Return every line of the data below that contains the string "refrigerator".
— Begin Working data —
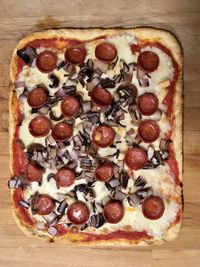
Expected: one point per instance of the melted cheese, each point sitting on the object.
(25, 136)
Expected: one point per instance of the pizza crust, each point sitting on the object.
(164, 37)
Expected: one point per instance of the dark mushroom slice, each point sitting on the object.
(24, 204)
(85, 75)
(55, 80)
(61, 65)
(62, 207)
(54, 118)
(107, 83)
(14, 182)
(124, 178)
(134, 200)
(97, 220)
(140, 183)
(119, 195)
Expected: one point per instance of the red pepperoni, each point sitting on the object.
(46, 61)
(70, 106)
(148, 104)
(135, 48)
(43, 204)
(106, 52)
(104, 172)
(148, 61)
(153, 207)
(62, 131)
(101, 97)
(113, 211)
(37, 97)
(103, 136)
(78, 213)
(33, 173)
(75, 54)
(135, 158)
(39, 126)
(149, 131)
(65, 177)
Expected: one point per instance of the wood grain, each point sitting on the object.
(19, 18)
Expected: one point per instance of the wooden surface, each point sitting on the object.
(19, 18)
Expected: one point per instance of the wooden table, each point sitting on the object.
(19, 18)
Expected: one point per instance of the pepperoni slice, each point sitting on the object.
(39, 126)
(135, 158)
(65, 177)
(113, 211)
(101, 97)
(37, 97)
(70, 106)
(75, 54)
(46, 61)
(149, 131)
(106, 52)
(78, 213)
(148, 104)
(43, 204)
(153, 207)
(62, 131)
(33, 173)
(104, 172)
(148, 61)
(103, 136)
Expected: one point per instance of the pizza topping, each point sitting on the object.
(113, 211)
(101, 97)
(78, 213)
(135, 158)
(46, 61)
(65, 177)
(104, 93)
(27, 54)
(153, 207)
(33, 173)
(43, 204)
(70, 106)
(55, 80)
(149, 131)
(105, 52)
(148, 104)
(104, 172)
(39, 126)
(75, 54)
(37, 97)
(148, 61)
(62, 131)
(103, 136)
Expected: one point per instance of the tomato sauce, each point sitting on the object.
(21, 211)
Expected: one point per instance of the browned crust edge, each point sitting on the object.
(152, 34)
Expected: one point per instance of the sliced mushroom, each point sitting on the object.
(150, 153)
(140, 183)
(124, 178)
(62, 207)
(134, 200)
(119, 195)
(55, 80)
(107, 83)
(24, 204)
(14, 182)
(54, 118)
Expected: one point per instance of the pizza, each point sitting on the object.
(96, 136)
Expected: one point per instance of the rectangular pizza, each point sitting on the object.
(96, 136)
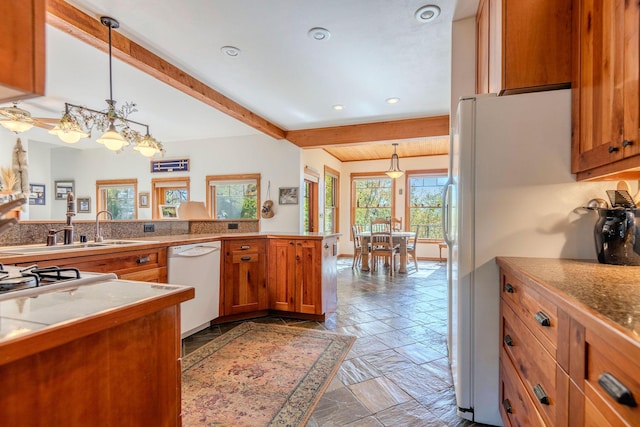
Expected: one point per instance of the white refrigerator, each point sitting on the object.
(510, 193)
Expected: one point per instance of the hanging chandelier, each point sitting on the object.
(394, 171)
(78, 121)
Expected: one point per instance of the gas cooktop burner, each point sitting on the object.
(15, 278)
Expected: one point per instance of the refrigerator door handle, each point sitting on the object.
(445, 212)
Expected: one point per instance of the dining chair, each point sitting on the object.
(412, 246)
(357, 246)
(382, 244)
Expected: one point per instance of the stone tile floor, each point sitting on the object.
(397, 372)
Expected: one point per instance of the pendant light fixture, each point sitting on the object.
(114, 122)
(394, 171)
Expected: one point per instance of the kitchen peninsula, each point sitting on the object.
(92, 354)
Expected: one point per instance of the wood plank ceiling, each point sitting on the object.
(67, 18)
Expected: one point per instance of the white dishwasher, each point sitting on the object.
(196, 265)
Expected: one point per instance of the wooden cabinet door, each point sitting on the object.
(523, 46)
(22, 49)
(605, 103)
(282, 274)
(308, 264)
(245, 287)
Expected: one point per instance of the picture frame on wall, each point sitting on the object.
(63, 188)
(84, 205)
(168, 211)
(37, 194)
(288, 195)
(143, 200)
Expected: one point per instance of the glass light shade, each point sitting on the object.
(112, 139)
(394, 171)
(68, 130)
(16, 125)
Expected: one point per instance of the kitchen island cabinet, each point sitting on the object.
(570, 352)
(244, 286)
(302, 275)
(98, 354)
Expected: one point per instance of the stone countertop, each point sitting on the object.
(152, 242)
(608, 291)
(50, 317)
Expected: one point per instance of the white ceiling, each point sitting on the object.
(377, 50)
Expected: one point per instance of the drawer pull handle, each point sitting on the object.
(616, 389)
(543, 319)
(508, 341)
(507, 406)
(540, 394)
— End Working data —
— Begin Working data —
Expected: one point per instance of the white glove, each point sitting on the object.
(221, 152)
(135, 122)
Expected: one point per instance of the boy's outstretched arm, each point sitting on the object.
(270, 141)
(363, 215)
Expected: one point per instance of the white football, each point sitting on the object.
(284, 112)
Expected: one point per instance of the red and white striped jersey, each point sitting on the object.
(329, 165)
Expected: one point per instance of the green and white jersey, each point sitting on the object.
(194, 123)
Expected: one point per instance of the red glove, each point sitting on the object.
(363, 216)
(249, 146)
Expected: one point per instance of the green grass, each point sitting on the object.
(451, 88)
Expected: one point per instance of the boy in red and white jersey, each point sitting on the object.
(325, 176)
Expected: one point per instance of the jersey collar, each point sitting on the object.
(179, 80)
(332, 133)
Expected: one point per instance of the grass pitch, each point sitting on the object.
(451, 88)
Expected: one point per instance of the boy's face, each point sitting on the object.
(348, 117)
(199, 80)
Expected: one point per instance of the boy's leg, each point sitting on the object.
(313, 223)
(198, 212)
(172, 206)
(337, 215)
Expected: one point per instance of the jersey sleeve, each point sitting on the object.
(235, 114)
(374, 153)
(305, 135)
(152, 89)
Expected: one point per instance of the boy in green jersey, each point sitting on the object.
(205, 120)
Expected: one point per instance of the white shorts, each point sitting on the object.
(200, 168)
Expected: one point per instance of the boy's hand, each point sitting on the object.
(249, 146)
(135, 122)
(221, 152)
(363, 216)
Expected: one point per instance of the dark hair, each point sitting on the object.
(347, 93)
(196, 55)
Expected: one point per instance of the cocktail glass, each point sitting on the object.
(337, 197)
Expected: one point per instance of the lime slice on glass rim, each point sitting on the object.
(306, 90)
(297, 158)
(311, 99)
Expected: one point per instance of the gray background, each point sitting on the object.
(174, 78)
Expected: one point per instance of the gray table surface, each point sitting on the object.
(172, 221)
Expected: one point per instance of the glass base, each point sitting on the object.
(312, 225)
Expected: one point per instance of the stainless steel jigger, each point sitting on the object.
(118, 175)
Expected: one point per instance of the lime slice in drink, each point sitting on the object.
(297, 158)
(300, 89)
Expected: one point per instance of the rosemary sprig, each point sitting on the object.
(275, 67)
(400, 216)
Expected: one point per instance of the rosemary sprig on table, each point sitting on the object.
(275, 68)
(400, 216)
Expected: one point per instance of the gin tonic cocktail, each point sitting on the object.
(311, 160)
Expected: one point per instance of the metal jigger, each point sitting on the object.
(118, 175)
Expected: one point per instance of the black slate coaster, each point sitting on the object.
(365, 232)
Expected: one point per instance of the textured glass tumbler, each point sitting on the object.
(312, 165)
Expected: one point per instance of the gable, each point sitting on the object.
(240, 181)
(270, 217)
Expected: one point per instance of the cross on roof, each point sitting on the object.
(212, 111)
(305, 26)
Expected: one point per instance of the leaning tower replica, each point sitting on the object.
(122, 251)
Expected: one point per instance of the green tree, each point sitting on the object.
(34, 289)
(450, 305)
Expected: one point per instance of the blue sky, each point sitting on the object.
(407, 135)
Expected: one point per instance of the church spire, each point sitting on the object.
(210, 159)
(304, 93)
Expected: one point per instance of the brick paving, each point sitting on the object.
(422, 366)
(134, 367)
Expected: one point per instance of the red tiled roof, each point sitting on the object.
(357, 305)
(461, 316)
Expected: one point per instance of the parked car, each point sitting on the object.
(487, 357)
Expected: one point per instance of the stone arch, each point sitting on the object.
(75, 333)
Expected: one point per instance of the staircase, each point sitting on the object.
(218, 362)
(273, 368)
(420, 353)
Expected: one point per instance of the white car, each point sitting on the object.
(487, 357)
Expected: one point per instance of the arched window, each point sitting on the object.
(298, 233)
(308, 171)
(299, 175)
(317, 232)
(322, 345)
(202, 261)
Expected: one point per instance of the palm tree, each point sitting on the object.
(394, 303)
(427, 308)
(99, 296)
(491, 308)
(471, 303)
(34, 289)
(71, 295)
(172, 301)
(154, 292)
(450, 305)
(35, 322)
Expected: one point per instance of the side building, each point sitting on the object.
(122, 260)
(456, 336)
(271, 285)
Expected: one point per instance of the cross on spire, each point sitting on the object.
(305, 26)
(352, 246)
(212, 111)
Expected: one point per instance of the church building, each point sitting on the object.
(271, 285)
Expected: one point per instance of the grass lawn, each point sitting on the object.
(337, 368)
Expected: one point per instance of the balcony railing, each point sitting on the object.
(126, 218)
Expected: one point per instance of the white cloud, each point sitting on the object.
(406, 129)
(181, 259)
— End Working data —
** Solution to the problem **
Expected: one point per instance of the white refrigerator, each point sitting on the object.
Expected: one point per instance of the refrigerator door handle, each point sitting on the object.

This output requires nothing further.